▶ _WORK TO DO_
Pick out every line of the data below that contains the string "skylight", copying each one in full.

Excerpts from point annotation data
===============
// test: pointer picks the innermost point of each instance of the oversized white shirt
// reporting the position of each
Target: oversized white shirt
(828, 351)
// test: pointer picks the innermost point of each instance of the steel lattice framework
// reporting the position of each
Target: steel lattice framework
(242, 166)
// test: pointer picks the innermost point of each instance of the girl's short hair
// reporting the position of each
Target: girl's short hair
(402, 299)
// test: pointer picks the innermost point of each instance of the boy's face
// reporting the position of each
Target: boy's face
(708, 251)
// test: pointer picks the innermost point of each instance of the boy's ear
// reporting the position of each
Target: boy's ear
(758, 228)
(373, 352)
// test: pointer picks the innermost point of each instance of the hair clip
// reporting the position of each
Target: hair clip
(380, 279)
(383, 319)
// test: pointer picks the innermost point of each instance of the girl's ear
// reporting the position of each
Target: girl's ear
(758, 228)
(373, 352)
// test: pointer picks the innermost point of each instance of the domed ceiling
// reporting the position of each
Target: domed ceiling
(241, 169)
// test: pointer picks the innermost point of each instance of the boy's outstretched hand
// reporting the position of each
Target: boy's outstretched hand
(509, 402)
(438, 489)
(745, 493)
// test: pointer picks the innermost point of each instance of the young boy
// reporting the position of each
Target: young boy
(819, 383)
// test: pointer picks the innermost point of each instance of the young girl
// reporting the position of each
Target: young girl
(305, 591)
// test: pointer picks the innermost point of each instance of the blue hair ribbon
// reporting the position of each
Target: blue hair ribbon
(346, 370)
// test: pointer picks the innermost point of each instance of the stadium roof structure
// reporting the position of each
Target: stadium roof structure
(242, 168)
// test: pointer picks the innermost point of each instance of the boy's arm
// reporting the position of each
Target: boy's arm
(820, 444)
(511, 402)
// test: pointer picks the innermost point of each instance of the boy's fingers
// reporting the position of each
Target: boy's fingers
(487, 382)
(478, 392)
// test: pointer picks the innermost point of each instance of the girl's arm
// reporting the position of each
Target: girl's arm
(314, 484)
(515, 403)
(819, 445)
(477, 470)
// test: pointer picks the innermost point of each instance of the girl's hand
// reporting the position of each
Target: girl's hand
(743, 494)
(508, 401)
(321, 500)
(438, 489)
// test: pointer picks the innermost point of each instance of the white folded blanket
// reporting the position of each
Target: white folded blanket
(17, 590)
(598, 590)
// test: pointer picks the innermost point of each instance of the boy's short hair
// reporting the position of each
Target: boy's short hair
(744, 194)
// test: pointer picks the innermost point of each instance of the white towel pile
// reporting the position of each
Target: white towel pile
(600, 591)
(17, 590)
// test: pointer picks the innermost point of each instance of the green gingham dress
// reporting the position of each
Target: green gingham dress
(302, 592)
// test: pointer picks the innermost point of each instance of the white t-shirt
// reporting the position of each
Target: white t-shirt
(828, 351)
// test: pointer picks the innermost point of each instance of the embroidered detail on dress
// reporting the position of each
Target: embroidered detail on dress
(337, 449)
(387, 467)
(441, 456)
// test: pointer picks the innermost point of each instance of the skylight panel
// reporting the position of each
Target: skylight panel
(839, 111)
===============
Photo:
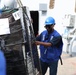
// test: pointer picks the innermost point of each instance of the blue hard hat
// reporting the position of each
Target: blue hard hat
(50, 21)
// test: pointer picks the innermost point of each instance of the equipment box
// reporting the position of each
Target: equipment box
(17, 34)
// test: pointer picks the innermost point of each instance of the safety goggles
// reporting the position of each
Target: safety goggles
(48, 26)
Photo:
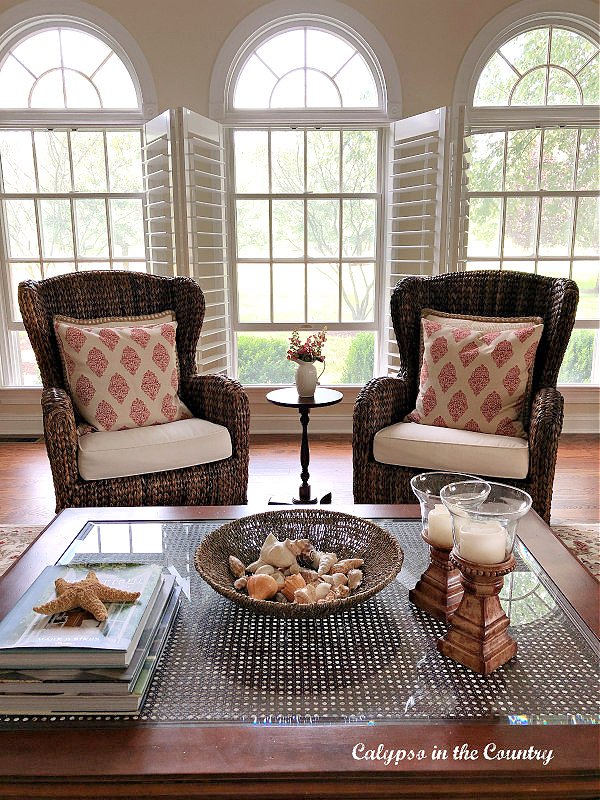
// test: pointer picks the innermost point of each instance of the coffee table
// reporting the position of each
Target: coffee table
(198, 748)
===============
▶ _FINAL RESULT_
// test: pointer picks the innermost point of each instance of the skylight panel
Target: skylight panel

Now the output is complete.